» **Extract to read**:
┌──
Jun 30 2009


Beach morning gloryI am one who studied science in college and actually have bachelor’s and masters of sciences degrees. I have never felt that this was a problem with God or my belief in God. I remember a very wonderful biology textbook that rightly, I think, pointed out that science has no part in religion because you cannot prove or disprove God’s existence by science. That is what faith is all about.

The scientific evidence is very clear about climate change. We are altering the course of the planet’s natural systems. I happen to believe that God created those systems and we are rather arrogant to think that we have no responsibility for them. I don’t believe that man is smarter than God and can alter his work without consequences.

I believe all of this goes further. If we believe that God created our world, plants, animals, us, etc., then we honor God by treating his creations with respect. We would arrest and jail someone who defaced the artwork of an artist such as Van Gogh or Michelangelo, yet it seems okay to arbitrarily disrupt and deface God’s artwork, His creation? I don’t get that.
└──
» **Pointing data for referring expressions**:
┌──
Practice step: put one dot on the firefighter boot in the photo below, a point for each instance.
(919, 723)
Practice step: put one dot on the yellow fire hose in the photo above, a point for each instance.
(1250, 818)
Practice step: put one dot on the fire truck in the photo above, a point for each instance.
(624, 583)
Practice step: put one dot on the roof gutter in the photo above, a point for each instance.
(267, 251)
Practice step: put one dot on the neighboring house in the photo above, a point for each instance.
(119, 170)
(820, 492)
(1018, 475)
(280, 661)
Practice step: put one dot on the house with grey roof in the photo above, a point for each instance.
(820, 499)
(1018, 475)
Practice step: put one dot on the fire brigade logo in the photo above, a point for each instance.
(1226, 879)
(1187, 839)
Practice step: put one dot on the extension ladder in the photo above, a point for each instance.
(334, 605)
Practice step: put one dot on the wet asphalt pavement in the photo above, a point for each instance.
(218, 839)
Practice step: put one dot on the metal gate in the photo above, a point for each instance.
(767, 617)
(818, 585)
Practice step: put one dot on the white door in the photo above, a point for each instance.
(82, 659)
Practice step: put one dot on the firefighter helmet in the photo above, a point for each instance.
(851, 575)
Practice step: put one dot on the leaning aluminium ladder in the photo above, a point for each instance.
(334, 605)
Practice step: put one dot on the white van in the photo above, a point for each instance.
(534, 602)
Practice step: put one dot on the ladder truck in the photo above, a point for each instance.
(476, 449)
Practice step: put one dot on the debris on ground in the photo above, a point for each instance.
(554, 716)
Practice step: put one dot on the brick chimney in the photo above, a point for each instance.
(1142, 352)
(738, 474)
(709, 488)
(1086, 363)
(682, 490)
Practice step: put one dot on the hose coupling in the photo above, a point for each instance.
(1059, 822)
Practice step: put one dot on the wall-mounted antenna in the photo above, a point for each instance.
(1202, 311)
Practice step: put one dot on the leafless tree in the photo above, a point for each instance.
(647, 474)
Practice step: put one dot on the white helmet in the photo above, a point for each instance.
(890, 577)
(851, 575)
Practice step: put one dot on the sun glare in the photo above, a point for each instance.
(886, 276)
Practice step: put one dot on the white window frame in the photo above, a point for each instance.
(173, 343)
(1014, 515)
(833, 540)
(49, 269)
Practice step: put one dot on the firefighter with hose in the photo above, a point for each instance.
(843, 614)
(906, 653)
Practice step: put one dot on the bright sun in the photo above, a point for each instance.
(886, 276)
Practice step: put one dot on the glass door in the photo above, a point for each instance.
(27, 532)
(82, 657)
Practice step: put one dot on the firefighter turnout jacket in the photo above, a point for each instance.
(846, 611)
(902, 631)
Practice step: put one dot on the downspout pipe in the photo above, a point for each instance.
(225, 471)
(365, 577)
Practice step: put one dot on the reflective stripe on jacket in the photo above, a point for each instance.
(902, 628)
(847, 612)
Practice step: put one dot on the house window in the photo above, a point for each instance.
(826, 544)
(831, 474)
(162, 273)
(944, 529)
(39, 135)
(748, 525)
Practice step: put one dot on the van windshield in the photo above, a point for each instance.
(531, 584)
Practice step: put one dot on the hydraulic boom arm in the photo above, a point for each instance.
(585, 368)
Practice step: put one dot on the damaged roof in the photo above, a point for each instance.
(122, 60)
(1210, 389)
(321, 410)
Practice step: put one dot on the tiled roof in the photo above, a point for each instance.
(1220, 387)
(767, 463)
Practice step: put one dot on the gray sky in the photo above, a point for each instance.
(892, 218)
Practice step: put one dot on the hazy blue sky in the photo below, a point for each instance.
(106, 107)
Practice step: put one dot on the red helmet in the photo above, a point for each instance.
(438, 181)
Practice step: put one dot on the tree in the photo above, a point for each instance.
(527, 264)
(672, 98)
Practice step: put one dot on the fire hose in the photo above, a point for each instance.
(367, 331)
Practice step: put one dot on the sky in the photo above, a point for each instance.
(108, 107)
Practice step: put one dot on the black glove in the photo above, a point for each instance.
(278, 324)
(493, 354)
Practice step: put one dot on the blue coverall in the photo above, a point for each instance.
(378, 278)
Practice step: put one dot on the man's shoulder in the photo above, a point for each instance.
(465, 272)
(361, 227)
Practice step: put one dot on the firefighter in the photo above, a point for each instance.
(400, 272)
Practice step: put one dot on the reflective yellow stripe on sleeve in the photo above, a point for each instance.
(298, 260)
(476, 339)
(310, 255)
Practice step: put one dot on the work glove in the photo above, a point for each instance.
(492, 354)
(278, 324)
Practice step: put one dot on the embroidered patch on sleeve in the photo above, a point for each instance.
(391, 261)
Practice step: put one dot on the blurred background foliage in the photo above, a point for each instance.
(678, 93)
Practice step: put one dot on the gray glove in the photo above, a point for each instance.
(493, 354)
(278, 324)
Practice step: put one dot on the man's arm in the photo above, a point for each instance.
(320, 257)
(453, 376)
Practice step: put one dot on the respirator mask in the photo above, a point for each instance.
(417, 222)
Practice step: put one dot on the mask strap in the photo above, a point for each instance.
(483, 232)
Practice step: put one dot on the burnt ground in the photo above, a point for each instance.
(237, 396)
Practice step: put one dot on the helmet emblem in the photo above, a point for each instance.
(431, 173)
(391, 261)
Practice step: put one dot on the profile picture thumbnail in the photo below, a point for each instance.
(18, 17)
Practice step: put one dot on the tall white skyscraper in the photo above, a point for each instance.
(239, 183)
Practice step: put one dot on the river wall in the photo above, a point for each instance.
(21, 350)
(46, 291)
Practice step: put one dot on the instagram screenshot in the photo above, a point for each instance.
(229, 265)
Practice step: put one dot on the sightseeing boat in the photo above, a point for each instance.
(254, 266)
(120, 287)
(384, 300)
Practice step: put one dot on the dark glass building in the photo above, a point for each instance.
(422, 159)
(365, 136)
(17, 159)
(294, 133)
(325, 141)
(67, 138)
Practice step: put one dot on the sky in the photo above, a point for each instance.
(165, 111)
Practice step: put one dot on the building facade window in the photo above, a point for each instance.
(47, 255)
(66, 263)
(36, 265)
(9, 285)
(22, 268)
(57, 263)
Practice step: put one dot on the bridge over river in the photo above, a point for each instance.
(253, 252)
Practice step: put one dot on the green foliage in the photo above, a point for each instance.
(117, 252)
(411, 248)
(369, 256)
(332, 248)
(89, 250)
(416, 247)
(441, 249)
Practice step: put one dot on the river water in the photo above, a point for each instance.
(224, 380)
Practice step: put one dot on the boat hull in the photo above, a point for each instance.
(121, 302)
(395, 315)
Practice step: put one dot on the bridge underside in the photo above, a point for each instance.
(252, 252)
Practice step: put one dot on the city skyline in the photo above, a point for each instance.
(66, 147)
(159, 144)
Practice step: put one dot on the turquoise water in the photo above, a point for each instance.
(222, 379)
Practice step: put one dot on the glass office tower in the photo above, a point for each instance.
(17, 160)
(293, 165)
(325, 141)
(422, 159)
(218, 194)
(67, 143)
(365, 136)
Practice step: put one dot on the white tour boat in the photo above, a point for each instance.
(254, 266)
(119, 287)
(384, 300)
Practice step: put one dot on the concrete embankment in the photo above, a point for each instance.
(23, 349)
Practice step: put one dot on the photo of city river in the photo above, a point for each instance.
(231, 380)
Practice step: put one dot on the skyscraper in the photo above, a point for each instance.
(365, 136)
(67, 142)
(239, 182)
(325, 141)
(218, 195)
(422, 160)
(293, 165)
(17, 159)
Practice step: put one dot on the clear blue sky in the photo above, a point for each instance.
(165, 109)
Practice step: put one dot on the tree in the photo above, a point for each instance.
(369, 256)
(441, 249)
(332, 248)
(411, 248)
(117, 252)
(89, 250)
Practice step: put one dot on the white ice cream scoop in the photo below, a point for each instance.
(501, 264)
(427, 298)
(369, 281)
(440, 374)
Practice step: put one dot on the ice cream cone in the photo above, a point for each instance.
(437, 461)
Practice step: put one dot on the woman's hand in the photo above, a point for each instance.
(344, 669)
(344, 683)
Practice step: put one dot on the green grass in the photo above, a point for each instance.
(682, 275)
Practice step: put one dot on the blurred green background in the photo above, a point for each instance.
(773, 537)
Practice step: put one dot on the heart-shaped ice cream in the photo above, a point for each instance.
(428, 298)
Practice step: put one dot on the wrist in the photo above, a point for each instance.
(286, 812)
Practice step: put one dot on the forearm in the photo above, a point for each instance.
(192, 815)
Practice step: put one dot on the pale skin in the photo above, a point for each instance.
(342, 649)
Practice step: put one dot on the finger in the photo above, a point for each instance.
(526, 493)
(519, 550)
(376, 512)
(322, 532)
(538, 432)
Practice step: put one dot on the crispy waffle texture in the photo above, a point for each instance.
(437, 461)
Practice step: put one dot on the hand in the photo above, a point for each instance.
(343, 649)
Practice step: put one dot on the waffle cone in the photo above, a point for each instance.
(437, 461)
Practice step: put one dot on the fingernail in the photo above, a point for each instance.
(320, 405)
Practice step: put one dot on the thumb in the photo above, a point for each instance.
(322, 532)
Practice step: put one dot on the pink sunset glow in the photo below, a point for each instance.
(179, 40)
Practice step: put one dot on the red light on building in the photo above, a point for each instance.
└──
» **What is being asked**:
Please continue the post on faith, science and caring for God's creation, starting after its last sentence.

» **Exercise response**:
These thoughts were all brought on by something I found very disturbing about some extreme conservative Christians and climate change, http://blogs.reuters.com/faithworld/2009/06/29/us-conservative-christians-sound-cap-and-trade-alarms. Now I do think we have to be concerned about dollars and how people are affected. But to claim climate change isn’t possible because it isn’t Biblical is one of the strangest interpretations of the Bible I have seen. The idea promoted is that the Bible says God created the world and said it was good, so therefore, global warming is impossible because that would not be good. That has to be one of the most absurd things I have heard, and a mangling of the Bible. If we destroy an artist’s work, it is evidently okay to do this because when the artist created it, it was good! God created beautiful forests and sometimes we have destroyed them, but by this line of thinking, that is not true, evidently, because the forests were good first because God made them long ago, therefore we cannot make them bad.

In Genesis 2:15, it says, “The Lord God took the man and put him in the Garden of Eden to work it and take care of it.”  Taking care of God’s creation implies responsibility. I think that as a nature photographer, I have the chance to praise God through sharing a vision about his creation, but I also have a responsibility to take care of it.